# [Liste des tâches]
a - Restituez sans rien changer le passage du texte sur la prière qui s'ouvre sur les mots contenant « Ce n’est pas notre » et se ferme sur « qui est exaucée. ».
b - Poursuivez, s'il vous plaît, le texte sur la prière à partir de sa dernière phrase.

# [Document]
□ □ □ □

Il y a donc bien un lien entre la ferveur, la conviction d’une prière et son exaucement. Mais ce n’est évidemment pas un lien mécanique. L’exaucement, ce n’est pas automatique ! On a de nombreux contre-exemples, y compris dans la Bible.
Si l’exaucement était mécanique, on pourrait dire que si on n’est pas exaucé, c’est parce qu’on n’est pas convaincu, parce qu’on manque de foi. On le dit parfois, ou on le sous-entend. Et c’est catastrophique !
Ce n’est pas notre foi qui exauce la prière, c’est le Seigneur. Mais il utilise notre foi, notre conviction, pour nous associer à son exaucement. Nous sommes aussi acteurs de notre prière. C’est comme dans les récits de guérison des Evangiles, c’est le Seigneur qui guérit mais Jésus dit au malade : “ta foi t’a sauvé !”
L’intégrité
C’est “la prière du juste” dont parle Jacques qui nous pousse à évoquer l’idée d’intégrité. Elle se manifeste dans la fidélité d’Elie, dans son attachement intact au Seigneur alors même que le roi entraînait le peuple loin de Dieu. L’intégrité est donc aussi un élément important dans l’exaucement de la prière. Rappelons-le, pour Jacques, c’est la prière du juste qui est exaucée.

□ □ □ □

# [Lignes de données]
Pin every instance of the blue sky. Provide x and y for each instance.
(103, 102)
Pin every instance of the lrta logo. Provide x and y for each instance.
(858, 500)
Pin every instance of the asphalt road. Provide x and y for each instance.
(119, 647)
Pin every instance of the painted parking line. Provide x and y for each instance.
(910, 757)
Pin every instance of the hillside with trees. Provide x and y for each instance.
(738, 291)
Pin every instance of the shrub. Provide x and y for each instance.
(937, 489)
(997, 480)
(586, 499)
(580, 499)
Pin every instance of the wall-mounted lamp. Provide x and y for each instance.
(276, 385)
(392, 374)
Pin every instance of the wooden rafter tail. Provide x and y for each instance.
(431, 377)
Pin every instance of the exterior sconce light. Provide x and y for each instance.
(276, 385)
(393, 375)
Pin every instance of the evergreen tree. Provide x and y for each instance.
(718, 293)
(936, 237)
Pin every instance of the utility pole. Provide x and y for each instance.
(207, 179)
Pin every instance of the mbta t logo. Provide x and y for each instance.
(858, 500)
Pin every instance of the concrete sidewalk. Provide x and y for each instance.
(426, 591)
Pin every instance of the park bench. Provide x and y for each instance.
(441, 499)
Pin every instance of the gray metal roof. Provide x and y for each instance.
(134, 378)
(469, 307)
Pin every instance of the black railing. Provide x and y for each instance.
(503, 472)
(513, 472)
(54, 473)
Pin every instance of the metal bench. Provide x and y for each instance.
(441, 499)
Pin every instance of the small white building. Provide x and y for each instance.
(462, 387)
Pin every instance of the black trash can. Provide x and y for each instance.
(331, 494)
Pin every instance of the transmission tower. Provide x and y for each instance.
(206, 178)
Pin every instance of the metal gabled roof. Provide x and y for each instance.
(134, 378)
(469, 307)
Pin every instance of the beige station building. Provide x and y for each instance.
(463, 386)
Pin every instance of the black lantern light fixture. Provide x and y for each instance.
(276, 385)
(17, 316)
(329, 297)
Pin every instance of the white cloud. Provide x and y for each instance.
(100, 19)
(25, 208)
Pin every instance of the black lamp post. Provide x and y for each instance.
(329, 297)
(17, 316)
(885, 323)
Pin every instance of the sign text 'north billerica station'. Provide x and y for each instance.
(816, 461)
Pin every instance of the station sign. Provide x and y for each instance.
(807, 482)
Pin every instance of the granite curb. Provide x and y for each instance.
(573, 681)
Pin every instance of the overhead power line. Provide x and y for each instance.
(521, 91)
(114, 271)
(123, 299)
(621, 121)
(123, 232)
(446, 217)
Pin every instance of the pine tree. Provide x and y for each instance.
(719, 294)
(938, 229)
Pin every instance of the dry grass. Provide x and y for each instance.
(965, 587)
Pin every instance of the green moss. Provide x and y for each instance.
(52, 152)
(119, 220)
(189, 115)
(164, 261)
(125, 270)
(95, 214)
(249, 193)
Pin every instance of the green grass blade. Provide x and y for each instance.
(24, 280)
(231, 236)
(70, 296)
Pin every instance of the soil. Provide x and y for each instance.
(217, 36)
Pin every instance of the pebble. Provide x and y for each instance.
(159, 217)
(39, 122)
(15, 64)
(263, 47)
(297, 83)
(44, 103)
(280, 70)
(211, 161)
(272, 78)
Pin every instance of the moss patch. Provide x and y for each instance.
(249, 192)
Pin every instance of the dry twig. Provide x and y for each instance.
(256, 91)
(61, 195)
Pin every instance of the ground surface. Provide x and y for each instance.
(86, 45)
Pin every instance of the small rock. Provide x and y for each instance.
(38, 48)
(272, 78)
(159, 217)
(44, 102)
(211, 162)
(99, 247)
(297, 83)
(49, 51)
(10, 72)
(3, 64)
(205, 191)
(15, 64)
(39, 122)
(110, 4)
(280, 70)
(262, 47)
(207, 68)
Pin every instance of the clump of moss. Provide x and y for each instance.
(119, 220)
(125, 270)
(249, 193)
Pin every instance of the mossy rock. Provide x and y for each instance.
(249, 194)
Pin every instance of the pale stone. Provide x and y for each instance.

□ □ □ □

# [Réponses rédigées]
a -
Ce n’est pas notre foi qui exauce la prière, c’est le Seigneur. Mais il utilise notre foi, notre conviction, pour nous associer à son exaucement. Nous sommes aussi acteurs de notre prière. C’est comme dans les récits de guérison des Evangiles, c’est le Seigneur qui guérit mais Jésus dit au malade : “ta foi t’a sauvé !”
L’intégrité
C’est “la prière du juste” dont parle Jacques qui nous pousse à évoquer l’idée d’intégrité. Elle se manifeste dans la fidélité d’Elie, dans son attachement intact au Seigneur alors même que le roi entraînait le peuple loin de Dieu. L’intégrité est donc aussi un élément important dans l’exaucement de la prière. Rappelons-le, pour Jacques, c’est la prière du juste qui est exaucée.

b -
Parler d’intégrité nous conduit à évoquer ce qui, en nous, peut faire obstacle à l’exaucement de nos prières. Or, un des principaux obstacles à l’exaucement, c’est notre péché. Il ne faut pas le nier. Si Dieu n’exauce pas notre prière, c’est peut-être parce que nous avons d’abord quelque chose à régler dans notre vie. Et que cette chose à régler est plus importante pour nous que l’objet de notre prière.
C’est aussi pour cela que Jacques parle dans notre texte de la confession et du pardon des péchés ! Dans la perspective de l’Evangile, est juste celui qui est pardonné… Le pardon de Dieu peut libérer des exaucements dans notre vie !
Et le non-exaucement d’une prière peut être un message de la part du Seigneur, pour nous inviter à nous demander s’il n’y a pas, dans notre vie, un obstacle à l’exaucement, une zone d’ombre à laisser éclairer par la lumière de Dieu, un péché à confesser.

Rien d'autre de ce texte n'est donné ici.